Of all the entries below, only the lines from the one with "bed in this" up to and including the one with "of the view" are to be duplicated exactly.
● ● ●
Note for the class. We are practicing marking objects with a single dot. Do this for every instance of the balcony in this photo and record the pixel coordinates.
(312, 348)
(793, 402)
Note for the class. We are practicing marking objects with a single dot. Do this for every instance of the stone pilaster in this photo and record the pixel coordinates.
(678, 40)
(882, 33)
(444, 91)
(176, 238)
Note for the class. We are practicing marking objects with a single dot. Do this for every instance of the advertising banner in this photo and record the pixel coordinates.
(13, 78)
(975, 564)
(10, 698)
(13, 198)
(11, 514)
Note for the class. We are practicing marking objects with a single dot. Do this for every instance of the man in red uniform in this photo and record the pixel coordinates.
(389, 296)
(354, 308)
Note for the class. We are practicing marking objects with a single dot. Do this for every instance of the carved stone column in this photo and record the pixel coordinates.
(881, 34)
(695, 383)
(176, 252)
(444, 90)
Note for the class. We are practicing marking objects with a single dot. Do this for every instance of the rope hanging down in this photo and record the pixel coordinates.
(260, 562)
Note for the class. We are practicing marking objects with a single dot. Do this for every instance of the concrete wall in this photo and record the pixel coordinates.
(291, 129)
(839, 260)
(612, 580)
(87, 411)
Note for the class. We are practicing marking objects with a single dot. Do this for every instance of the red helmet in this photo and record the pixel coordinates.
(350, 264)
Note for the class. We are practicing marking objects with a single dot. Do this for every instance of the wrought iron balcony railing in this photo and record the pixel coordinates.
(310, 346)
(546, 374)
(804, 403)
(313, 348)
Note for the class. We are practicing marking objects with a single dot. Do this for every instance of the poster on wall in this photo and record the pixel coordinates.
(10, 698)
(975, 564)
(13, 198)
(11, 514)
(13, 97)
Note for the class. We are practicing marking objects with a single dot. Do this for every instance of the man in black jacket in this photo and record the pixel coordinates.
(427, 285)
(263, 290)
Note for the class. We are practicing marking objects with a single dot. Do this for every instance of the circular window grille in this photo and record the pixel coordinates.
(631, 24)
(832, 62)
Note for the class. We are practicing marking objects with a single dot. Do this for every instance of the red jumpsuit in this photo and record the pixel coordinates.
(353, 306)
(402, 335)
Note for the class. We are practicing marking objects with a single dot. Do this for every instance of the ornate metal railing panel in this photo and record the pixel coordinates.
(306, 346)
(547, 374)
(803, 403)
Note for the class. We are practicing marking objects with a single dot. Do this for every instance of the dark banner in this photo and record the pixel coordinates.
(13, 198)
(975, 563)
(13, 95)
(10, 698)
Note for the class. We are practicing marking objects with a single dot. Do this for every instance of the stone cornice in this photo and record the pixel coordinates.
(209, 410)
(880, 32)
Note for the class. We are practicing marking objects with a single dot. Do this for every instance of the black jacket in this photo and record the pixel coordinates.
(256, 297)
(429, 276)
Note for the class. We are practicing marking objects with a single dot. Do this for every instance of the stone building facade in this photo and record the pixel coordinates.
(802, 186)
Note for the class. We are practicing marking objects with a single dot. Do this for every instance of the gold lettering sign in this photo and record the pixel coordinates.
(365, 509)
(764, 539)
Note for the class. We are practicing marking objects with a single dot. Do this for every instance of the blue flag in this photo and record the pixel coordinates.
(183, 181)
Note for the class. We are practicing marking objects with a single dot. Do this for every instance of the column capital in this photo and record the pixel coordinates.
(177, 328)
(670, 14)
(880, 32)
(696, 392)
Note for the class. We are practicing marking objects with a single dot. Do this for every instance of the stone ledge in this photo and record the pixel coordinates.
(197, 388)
● ● ●
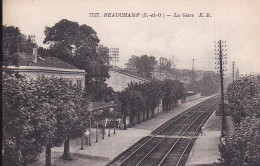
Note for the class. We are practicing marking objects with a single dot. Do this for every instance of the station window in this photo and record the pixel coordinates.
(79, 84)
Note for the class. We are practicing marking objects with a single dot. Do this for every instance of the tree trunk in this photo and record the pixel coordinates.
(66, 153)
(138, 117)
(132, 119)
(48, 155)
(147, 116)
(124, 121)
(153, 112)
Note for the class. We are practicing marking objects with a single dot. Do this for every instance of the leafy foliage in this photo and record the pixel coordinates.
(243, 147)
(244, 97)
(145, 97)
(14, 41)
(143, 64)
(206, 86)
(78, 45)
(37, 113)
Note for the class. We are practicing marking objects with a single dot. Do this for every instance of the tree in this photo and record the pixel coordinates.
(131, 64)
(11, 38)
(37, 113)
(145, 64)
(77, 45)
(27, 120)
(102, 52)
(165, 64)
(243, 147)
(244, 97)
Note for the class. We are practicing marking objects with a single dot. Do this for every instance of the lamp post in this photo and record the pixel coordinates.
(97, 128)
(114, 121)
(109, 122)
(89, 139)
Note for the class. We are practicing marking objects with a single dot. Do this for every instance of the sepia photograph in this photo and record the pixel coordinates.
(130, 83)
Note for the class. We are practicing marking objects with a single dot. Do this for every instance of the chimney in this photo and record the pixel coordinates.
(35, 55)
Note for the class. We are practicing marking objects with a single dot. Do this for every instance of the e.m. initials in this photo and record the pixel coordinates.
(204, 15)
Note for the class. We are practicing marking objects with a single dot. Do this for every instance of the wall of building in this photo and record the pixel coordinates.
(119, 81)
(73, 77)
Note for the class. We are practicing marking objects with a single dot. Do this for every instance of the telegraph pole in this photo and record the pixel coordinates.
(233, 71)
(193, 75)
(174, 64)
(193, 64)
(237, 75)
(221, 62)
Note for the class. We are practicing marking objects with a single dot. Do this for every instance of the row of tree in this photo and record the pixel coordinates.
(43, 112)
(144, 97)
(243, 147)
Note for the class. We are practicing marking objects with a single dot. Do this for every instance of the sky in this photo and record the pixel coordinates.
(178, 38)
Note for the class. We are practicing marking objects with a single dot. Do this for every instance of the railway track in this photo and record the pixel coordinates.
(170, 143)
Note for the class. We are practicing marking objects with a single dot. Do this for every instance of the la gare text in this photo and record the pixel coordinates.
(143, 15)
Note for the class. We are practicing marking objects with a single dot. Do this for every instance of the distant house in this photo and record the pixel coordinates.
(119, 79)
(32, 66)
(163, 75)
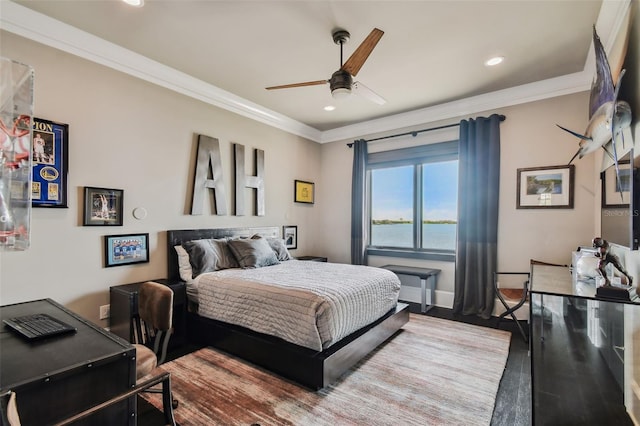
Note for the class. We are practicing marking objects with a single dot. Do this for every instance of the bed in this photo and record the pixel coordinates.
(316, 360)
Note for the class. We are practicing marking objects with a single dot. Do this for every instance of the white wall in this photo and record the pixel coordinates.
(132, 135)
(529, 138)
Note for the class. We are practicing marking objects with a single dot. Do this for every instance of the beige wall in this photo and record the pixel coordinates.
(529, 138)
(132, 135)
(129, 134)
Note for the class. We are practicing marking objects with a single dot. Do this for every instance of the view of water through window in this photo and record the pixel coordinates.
● ● ●
#### Output of the exercise:
Note for the class. We are practicing marking objects with a single dot. Do this for every instance of the bed in this photo and record the pixel coordinates.
(316, 360)
Note for the class. We are practicing marking objects with a single dot. Do this for every instance of the white wall in this photo and record the pixel coordinates.
(132, 135)
(529, 138)
Note for the class. We are practicing marking objects with a single dot. Do this for every instance of the beige wall in this photo and record the pixel coordinates.
(529, 138)
(132, 135)
(129, 134)
Note for the class. We are practicing marking objects with a single dot. Do this for every instance of the view of water through window in this photo and record the pixel coordinates.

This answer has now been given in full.